(The task) Extract every line of the records that contains the word "bare". Letter case matters when matching.

(Items from a dataset)
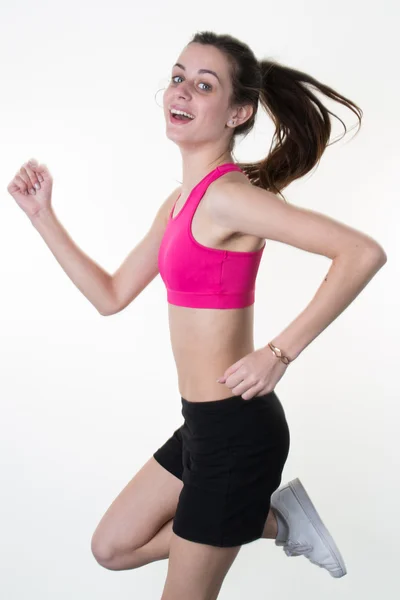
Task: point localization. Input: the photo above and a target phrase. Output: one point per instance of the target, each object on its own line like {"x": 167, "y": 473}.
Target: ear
{"x": 243, "y": 114}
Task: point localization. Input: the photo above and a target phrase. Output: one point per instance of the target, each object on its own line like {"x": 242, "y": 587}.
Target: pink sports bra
{"x": 197, "y": 276}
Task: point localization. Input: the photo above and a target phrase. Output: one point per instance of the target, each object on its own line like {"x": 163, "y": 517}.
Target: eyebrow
{"x": 199, "y": 71}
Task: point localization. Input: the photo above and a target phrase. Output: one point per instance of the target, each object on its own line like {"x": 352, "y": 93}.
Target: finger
{"x": 32, "y": 176}
{"x": 25, "y": 176}
{"x": 250, "y": 393}
{"x": 23, "y": 185}
{"x": 34, "y": 165}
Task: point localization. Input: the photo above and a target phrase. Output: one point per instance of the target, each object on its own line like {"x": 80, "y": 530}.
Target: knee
{"x": 103, "y": 552}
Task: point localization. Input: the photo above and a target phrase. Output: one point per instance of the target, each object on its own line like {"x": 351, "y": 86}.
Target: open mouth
{"x": 181, "y": 119}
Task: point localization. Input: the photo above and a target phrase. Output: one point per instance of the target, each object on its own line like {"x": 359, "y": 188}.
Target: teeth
{"x": 181, "y": 112}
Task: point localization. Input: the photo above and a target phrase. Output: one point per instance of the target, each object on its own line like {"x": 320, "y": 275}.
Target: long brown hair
{"x": 302, "y": 123}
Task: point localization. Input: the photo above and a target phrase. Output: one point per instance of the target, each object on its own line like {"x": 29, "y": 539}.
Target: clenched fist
{"x": 31, "y": 188}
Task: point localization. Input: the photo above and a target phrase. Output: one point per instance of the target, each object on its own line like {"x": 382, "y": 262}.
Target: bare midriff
{"x": 205, "y": 342}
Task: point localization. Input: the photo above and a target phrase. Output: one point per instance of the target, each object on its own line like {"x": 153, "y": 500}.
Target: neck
{"x": 196, "y": 165}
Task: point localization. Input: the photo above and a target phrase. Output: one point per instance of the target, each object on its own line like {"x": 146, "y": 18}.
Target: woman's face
{"x": 202, "y": 94}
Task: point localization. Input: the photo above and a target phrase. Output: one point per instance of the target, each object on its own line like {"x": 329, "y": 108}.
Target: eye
{"x": 201, "y": 82}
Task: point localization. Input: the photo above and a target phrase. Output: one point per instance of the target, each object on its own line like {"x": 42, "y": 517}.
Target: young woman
{"x": 214, "y": 485}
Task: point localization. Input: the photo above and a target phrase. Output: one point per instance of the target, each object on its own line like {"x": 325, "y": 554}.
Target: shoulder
{"x": 165, "y": 208}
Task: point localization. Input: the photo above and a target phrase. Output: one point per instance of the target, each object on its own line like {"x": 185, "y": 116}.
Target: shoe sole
{"x": 305, "y": 501}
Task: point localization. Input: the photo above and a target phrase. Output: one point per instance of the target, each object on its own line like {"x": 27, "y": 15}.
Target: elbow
{"x": 107, "y": 311}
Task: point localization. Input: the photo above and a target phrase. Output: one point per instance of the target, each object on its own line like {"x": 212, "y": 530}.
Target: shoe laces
{"x": 297, "y": 549}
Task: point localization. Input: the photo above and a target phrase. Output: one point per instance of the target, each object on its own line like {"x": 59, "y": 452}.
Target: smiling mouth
{"x": 179, "y": 119}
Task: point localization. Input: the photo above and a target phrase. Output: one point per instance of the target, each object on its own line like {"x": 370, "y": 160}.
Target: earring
{"x": 155, "y": 96}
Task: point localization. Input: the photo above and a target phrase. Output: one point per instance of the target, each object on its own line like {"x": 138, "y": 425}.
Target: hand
{"x": 32, "y": 173}
{"x": 255, "y": 374}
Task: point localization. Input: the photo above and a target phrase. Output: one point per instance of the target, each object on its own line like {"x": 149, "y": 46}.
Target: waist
{"x": 204, "y": 344}
{"x": 211, "y": 300}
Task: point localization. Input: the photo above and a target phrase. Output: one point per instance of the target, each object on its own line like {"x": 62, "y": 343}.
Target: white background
{"x": 86, "y": 399}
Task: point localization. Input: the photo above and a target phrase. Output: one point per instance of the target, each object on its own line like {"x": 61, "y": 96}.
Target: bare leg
{"x": 158, "y": 547}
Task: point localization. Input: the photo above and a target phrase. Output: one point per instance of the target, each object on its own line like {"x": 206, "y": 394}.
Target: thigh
{"x": 195, "y": 570}
{"x": 139, "y": 511}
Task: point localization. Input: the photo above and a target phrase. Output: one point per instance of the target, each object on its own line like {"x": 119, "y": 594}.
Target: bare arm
{"x": 108, "y": 293}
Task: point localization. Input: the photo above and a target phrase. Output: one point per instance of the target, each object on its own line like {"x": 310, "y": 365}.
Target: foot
{"x": 307, "y": 535}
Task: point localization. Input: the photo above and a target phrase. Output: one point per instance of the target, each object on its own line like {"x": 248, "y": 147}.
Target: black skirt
{"x": 230, "y": 455}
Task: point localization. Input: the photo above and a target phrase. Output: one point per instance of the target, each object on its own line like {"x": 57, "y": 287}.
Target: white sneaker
{"x": 307, "y": 535}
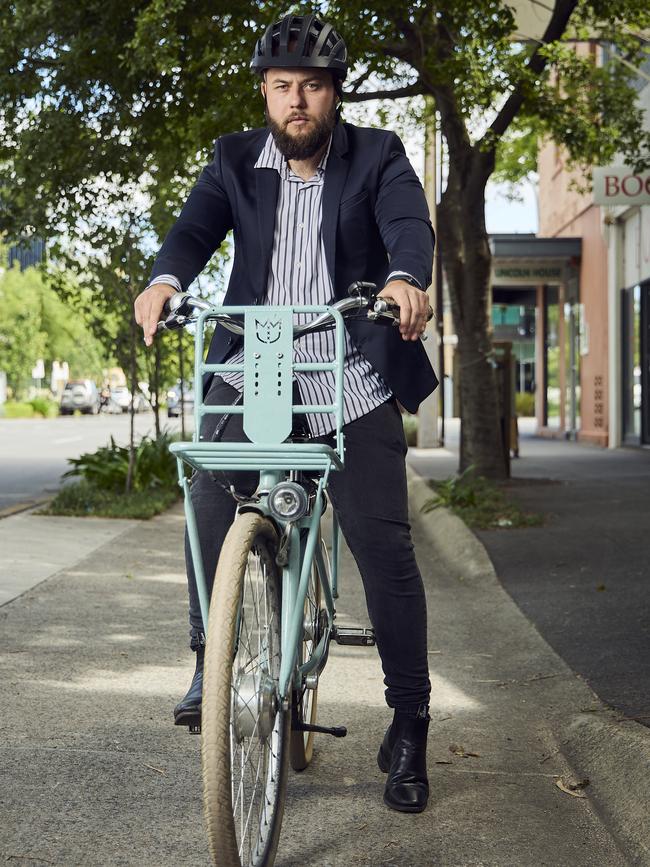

(Output of the exercise)
Target: bare midriff
Target: bare leg
Target: bare arm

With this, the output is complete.